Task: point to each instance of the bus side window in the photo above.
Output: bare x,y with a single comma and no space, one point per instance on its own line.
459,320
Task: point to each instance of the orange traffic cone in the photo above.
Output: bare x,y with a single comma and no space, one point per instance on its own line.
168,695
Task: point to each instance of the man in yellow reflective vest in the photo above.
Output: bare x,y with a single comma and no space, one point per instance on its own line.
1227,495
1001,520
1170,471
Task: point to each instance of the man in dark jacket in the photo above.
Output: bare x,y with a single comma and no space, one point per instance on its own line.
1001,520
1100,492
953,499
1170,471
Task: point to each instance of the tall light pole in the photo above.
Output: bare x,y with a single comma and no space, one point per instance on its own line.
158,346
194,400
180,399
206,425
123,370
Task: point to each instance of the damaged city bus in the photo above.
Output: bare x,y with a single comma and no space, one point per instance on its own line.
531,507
--
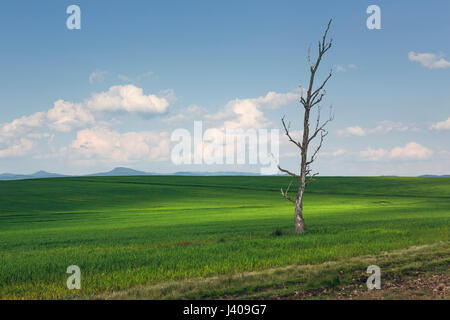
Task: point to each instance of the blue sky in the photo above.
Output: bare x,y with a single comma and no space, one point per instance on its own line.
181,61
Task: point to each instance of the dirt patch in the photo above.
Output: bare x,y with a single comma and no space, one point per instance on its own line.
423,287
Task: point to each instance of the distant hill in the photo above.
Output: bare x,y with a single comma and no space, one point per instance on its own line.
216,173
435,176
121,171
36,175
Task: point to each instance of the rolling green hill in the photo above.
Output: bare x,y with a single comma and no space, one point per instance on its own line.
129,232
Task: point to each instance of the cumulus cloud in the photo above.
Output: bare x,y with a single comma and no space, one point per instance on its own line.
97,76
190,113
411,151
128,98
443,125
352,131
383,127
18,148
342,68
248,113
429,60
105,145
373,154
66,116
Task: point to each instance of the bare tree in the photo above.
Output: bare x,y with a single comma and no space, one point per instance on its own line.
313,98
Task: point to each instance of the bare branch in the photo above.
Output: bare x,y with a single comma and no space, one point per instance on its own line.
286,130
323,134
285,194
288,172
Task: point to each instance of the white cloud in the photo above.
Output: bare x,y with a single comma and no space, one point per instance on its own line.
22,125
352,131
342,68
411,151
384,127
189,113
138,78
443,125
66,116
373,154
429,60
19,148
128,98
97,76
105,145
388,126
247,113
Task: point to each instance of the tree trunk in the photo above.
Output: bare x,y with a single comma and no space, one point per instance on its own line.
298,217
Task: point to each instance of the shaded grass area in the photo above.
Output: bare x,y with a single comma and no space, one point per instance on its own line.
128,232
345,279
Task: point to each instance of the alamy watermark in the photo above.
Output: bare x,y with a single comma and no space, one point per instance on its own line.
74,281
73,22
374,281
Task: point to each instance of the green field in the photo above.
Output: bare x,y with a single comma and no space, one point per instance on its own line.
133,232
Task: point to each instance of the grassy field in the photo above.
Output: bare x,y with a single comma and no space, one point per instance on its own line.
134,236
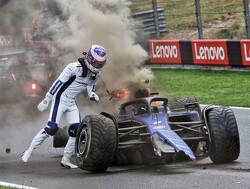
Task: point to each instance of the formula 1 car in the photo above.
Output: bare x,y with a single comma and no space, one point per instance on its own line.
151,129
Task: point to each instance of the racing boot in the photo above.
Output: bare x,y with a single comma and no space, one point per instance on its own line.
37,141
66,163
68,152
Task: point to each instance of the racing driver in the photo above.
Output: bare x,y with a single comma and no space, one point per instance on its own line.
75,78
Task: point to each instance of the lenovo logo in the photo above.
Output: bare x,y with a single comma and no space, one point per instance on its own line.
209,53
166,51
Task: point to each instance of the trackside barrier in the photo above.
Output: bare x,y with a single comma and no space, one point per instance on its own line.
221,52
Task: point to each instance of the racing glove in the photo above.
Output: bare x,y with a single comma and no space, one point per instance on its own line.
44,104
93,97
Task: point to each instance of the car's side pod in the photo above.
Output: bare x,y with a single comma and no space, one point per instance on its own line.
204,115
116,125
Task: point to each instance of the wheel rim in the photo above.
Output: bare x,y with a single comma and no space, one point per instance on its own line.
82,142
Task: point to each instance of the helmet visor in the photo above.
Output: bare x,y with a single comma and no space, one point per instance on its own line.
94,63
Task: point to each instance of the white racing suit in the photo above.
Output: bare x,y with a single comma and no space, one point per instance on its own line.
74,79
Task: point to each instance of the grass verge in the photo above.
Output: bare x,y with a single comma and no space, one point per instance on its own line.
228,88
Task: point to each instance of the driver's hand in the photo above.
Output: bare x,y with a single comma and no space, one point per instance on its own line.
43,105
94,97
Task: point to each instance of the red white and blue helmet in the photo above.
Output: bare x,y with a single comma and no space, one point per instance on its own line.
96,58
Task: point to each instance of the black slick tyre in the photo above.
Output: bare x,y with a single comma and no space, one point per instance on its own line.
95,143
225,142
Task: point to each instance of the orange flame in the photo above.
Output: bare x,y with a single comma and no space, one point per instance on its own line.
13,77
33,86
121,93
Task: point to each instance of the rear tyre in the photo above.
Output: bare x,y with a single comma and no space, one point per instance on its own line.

■ **PROBLEM DETAILS**
If a line in the records contains the string "field", copy it out.

■ **ANSWER SPACE**
Task: point to each instance of the green field in the photo above.
Task: point to each instance of the grassy field in the photo above.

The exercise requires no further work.